◆ WHAT NEEDS TO BE DONE ◆
Rewrite the records from the line with "Get knife rack on wall." up to and including the line with "[286,279,400,300]" as a JSON list of strings, one string per line, leaving out any blank lines.
++++ DATA FOR THE TASK ++++
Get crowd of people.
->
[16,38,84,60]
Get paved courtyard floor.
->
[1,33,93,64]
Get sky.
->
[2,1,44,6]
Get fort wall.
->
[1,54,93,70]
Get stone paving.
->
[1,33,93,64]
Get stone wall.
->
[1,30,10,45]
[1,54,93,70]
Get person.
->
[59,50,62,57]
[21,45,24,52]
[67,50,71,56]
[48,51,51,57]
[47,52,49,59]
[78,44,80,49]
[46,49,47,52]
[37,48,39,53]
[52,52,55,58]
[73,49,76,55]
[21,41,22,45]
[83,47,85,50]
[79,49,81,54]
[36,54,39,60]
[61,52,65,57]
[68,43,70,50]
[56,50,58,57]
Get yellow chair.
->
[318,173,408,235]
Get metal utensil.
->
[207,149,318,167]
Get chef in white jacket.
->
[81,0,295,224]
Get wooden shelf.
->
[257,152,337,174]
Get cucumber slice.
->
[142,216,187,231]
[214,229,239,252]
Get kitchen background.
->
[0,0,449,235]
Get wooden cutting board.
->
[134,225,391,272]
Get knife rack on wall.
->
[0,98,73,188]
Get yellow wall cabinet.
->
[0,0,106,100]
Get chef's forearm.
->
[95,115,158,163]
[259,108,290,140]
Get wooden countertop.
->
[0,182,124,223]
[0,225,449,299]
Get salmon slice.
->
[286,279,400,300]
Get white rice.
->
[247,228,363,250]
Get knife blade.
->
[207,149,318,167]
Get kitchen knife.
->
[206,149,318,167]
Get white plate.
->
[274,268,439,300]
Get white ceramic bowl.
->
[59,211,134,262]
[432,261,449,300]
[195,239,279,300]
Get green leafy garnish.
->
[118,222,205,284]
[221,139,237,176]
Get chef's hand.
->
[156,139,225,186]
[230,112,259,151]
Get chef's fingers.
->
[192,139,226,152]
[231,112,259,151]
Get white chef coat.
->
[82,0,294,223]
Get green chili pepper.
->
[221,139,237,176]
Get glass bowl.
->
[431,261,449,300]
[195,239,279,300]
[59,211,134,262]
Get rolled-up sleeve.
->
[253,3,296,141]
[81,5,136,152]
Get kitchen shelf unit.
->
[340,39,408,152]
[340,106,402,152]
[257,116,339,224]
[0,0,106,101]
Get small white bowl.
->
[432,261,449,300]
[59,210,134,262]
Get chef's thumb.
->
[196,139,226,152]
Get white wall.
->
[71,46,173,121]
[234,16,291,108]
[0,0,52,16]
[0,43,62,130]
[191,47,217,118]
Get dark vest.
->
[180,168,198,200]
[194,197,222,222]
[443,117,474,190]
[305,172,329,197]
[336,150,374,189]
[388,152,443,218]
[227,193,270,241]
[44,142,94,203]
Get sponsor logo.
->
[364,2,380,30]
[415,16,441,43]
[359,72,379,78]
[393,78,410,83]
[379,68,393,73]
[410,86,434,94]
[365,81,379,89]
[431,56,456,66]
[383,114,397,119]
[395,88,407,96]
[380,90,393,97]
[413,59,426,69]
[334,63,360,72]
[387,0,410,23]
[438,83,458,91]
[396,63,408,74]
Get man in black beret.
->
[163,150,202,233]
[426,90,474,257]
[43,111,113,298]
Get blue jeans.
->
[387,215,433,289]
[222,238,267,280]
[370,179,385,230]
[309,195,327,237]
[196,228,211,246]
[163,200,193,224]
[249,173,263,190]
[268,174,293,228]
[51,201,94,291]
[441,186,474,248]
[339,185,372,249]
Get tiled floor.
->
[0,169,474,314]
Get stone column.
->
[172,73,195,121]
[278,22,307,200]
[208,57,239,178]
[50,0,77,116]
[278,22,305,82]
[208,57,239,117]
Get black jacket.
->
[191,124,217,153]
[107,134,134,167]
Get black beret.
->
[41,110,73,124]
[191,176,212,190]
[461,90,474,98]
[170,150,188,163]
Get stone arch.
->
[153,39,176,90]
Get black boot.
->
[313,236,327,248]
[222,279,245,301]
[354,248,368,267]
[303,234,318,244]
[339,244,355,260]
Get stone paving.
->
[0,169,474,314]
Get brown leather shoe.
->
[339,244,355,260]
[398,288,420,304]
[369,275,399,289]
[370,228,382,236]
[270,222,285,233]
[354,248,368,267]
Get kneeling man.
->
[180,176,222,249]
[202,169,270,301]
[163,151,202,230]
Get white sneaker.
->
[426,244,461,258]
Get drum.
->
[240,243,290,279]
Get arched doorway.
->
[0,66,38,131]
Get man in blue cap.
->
++++
◆ FULL RESPONSE ◆
[
  "Get knife rack on wall.",
  "->",
  "[0,98,73,188]",
  "Get yellow wall cabinet.",
  "->",
  "[0,0,106,100]",
  "Get chef's forearm.",
  "->",
  "[95,115,158,163]",
  "[259,108,290,140]",
  "Get wooden countertop.",
  "->",
  "[0,182,124,223]",
  "[0,225,449,299]",
  "Get salmon slice.",
  "->",
  "[286,279,400,300]"
]